What is required:
Only the lines starting at the one that contains "TARGET: paving tile" and running to the end should be repeated, exactly as written.

# # # #

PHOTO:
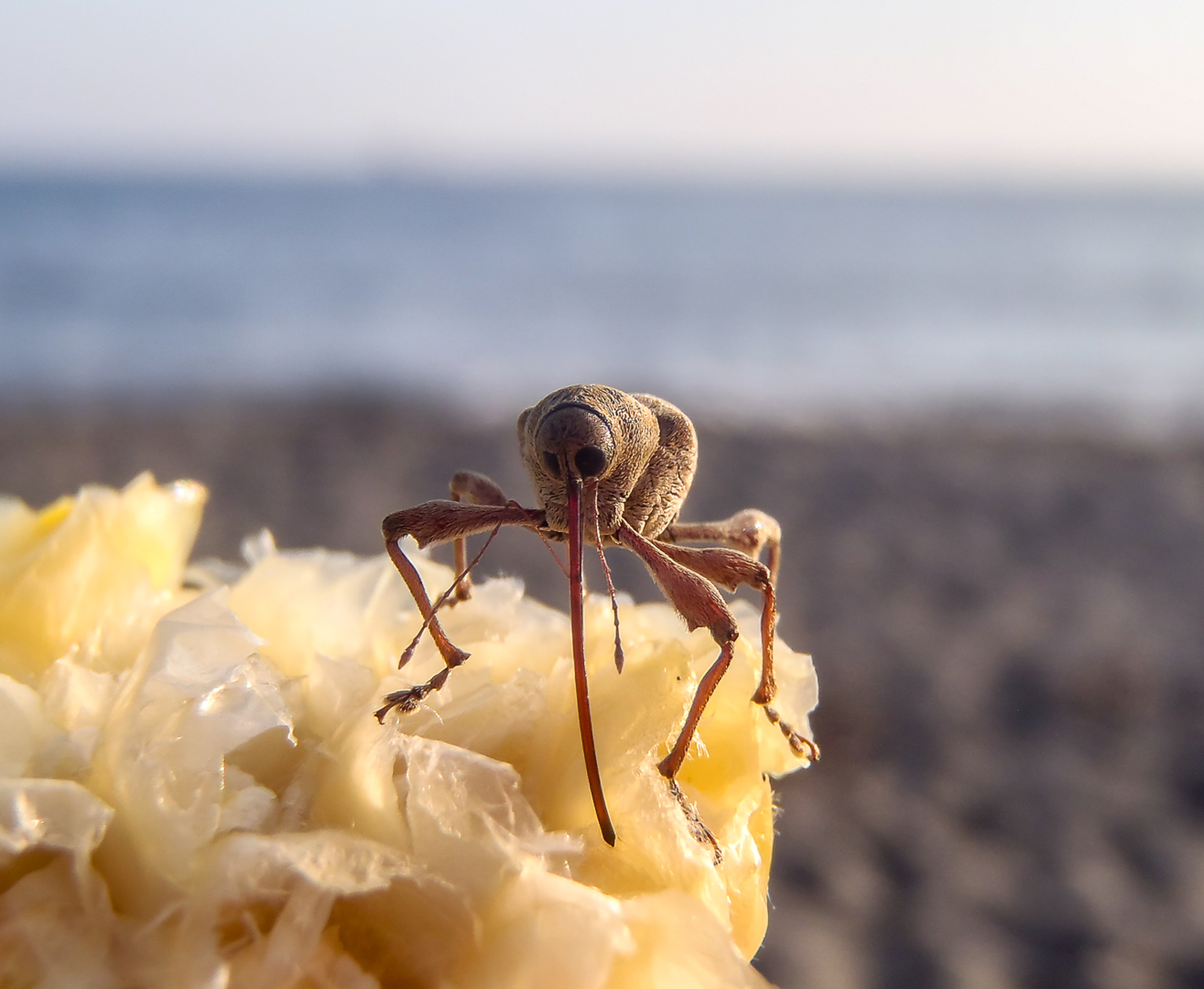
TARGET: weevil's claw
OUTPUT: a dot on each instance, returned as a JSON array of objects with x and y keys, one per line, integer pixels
[
  {"x": 408, "y": 701},
  {"x": 699, "y": 832},
  {"x": 800, "y": 745}
]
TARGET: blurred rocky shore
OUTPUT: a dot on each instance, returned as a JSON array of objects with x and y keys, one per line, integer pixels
[{"x": 1007, "y": 623}]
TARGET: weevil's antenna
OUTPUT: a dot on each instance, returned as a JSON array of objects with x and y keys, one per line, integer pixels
[
  {"x": 610, "y": 583},
  {"x": 548, "y": 544},
  {"x": 409, "y": 654}
]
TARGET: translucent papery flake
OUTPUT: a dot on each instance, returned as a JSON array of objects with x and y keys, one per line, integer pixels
[{"x": 197, "y": 694}]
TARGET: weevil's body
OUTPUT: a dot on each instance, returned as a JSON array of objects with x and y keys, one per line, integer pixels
[{"x": 608, "y": 469}]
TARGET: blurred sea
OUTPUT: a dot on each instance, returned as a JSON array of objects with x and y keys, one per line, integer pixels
[{"x": 750, "y": 303}]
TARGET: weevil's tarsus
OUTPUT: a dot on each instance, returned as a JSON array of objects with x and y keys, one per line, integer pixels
[
  {"x": 699, "y": 832},
  {"x": 460, "y": 581},
  {"x": 576, "y": 602},
  {"x": 610, "y": 581},
  {"x": 802, "y": 746}
]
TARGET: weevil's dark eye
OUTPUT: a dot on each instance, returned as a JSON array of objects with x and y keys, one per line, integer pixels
[{"x": 590, "y": 460}]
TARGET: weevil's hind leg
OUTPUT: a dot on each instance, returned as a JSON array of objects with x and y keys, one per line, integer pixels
[
  {"x": 429, "y": 523},
  {"x": 476, "y": 489},
  {"x": 731, "y": 569},
  {"x": 748, "y": 530},
  {"x": 698, "y": 602}
]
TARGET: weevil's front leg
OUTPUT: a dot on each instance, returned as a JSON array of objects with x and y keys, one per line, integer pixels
[
  {"x": 431, "y": 523},
  {"x": 731, "y": 569},
  {"x": 748, "y": 532},
  {"x": 476, "y": 489},
  {"x": 698, "y": 602}
]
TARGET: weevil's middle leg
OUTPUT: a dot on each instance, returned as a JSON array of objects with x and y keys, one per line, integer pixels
[
  {"x": 748, "y": 530},
  {"x": 700, "y": 604},
  {"x": 430, "y": 523},
  {"x": 730, "y": 569},
  {"x": 476, "y": 489}
]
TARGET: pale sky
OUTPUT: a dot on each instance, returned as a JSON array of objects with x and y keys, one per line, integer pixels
[{"x": 1020, "y": 91}]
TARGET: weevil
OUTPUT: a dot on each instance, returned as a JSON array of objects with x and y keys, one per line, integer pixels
[{"x": 608, "y": 469}]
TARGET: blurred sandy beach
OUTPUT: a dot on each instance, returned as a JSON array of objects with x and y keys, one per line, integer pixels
[{"x": 1005, "y": 624}]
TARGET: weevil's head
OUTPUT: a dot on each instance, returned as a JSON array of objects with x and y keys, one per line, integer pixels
[
  {"x": 592, "y": 435},
  {"x": 575, "y": 440}
]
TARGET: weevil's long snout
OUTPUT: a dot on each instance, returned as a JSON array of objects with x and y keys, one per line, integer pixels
[{"x": 576, "y": 440}]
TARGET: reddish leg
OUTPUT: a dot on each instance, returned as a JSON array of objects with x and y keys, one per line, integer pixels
[
  {"x": 476, "y": 489},
  {"x": 747, "y": 530},
  {"x": 431, "y": 523}
]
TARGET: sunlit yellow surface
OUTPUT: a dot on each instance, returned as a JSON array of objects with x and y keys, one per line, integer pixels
[{"x": 194, "y": 792}]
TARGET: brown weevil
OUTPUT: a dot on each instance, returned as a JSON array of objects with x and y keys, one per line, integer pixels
[{"x": 610, "y": 469}]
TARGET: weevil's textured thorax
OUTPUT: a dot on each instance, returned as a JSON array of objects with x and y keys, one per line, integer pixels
[{"x": 648, "y": 448}]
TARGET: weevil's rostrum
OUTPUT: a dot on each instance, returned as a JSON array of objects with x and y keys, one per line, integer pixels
[{"x": 608, "y": 469}]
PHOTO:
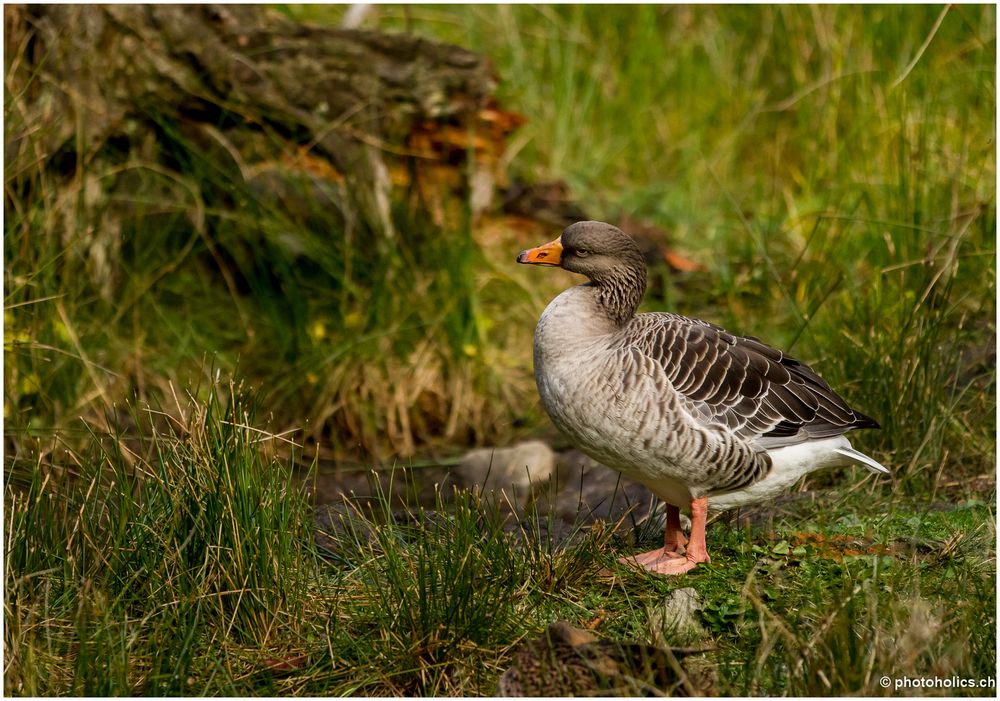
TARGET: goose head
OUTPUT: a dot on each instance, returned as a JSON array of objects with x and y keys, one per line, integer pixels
[{"x": 606, "y": 255}]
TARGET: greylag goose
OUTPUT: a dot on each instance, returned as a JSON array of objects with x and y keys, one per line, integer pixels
[{"x": 699, "y": 415}]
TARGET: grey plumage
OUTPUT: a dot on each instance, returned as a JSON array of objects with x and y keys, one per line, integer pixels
[{"x": 679, "y": 404}]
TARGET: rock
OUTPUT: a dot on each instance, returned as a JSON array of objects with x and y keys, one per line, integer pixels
[
  {"x": 675, "y": 621},
  {"x": 568, "y": 661},
  {"x": 514, "y": 471}
]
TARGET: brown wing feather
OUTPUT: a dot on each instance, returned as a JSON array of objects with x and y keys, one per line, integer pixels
[{"x": 742, "y": 384}]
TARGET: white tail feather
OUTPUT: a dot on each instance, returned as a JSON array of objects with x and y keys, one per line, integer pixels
[{"x": 861, "y": 458}]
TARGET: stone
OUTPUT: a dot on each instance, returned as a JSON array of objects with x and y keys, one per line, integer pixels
[
  {"x": 675, "y": 620},
  {"x": 515, "y": 471}
]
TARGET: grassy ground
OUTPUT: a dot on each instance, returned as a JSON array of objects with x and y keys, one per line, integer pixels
[{"x": 833, "y": 168}]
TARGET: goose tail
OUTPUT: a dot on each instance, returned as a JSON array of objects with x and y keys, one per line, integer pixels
[{"x": 862, "y": 459}]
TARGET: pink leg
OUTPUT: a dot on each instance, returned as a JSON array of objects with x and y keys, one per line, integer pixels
[
  {"x": 668, "y": 560},
  {"x": 673, "y": 541},
  {"x": 673, "y": 538}
]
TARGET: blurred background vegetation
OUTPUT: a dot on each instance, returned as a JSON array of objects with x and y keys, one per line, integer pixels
[
  {"x": 827, "y": 172},
  {"x": 833, "y": 170}
]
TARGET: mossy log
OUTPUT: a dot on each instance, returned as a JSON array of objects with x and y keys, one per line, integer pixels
[{"x": 363, "y": 109}]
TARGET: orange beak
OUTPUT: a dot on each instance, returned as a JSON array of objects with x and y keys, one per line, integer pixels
[{"x": 546, "y": 254}]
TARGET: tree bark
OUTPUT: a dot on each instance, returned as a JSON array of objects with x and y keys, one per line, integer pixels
[{"x": 364, "y": 103}]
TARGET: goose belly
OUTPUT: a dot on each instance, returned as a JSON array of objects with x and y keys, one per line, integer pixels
[
  {"x": 623, "y": 430},
  {"x": 788, "y": 465}
]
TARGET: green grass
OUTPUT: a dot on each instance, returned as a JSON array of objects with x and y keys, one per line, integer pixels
[
  {"x": 183, "y": 562},
  {"x": 832, "y": 167}
]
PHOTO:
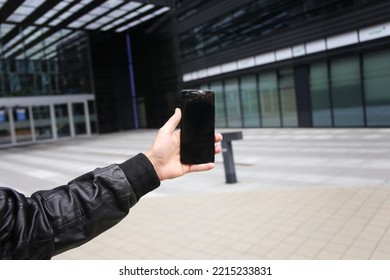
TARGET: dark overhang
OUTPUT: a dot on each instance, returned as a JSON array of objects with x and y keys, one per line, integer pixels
[{"x": 32, "y": 28}]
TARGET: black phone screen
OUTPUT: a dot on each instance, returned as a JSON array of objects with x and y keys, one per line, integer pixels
[{"x": 197, "y": 126}]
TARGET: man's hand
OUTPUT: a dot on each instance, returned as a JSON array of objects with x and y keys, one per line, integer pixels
[{"x": 165, "y": 151}]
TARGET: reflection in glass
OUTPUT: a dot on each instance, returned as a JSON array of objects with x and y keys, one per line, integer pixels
[
  {"x": 376, "y": 76},
  {"x": 92, "y": 116},
  {"x": 22, "y": 124},
  {"x": 5, "y": 131},
  {"x": 42, "y": 123},
  {"x": 269, "y": 100},
  {"x": 346, "y": 92},
  {"x": 79, "y": 118},
  {"x": 250, "y": 102},
  {"x": 233, "y": 103},
  {"x": 320, "y": 100},
  {"x": 287, "y": 97},
  {"x": 62, "y": 120},
  {"x": 220, "y": 118}
]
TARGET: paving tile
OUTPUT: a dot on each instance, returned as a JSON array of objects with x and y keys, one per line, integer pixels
[{"x": 301, "y": 194}]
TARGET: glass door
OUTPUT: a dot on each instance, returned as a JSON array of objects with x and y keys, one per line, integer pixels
[
  {"x": 22, "y": 124},
  {"x": 5, "y": 130},
  {"x": 62, "y": 120},
  {"x": 42, "y": 122}
]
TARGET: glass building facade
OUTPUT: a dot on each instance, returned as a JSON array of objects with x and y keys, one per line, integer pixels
[
  {"x": 290, "y": 63},
  {"x": 351, "y": 91},
  {"x": 45, "y": 90}
]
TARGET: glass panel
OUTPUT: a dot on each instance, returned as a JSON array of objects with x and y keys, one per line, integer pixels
[
  {"x": 220, "y": 117},
  {"x": 79, "y": 118},
  {"x": 62, "y": 120},
  {"x": 42, "y": 122},
  {"x": 287, "y": 97},
  {"x": 269, "y": 100},
  {"x": 319, "y": 93},
  {"x": 22, "y": 124},
  {"x": 92, "y": 116},
  {"x": 346, "y": 92},
  {"x": 5, "y": 131},
  {"x": 250, "y": 102},
  {"x": 376, "y": 75},
  {"x": 233, "y": 103}
]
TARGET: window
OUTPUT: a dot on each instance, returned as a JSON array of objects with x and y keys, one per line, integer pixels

# # # #

Expected answer:
TARGET: paving tile
OUTPUT: a dot on each instance, returned as a JSON array of objects with x and y keys, one per line, integer pixels
[{"x": 301, "y": 194}]
TARGET: glass door
OUTPUT: a dot on each instance, returned as a JSON array of objects with x and y keys, one per line, integer pixels
[
  {"x": 22, "y": 124},
  {"x": 5, "y": 130},
  {"x": 62, "y": 120},
  {"x": 42, "y": 122}
]
TARGET: glass building facade
OUTPUT: a dot on each instance, returned as a JSON array of objects with x and y keys, one per line, integer pixels
[
  {"x": 290, "y": 63},
  {"x": 351, "y": 91},
  {"x": 45, "y": 90}
]
TARGET: glass panel
OUTPUT: a dot on each instance, returned as a JSON array of objects with x and y keys, one per line, integer pixels
[
  {"x": 220, "y": 117},
  {"x": 79, "y": 118},
  {"x": 62, "y": 120},
  {"x": 42, "y": 122},
  {"x": 287, "y": 97},
  {"x": 269, "y": 100},
  {"x": 319, "y": 93},
  {"x": 22, "y": 124},
  {"x": 92, "y": 116},
  {"x": 346, "y": 92},
  {"x": 5, "y": 131},
  {"x": 250, "y": 102},
  {"x": 376, "y": 75},
  {"x": 233, "y": 103}
]
TARGET: window
OUTPUT: a dot on each instance, returned as a JSON array of objects with x and y keys, one per line, integer pixels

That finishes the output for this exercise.